-- Brief --
Copy the lines of the listing below without any change, starting with the line that contains "point: green meadow" and going on through the last line of the listing.

- - -

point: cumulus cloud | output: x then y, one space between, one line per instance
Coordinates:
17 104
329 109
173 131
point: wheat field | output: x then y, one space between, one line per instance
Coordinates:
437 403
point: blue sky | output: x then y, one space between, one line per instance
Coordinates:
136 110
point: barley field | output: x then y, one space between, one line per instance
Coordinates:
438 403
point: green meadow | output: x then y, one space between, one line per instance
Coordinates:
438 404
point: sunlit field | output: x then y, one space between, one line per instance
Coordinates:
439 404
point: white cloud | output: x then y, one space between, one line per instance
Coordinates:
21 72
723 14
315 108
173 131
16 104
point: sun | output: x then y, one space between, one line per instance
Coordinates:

- - -

-- Correct response --
point: green meadow | output: x then y, one space between, one line per instance
Coordinates:
438 404
point: sunlit field | output: x then y, one space between, one line per instance
Coordinates:
439 404
point: white cloud | output: x then y, one space between, one line per instance
Coordinates:
21 72
723 14
315 108
173 131
16 104
point: sun | output: x then y, one space between, one line per instance
Coordinates:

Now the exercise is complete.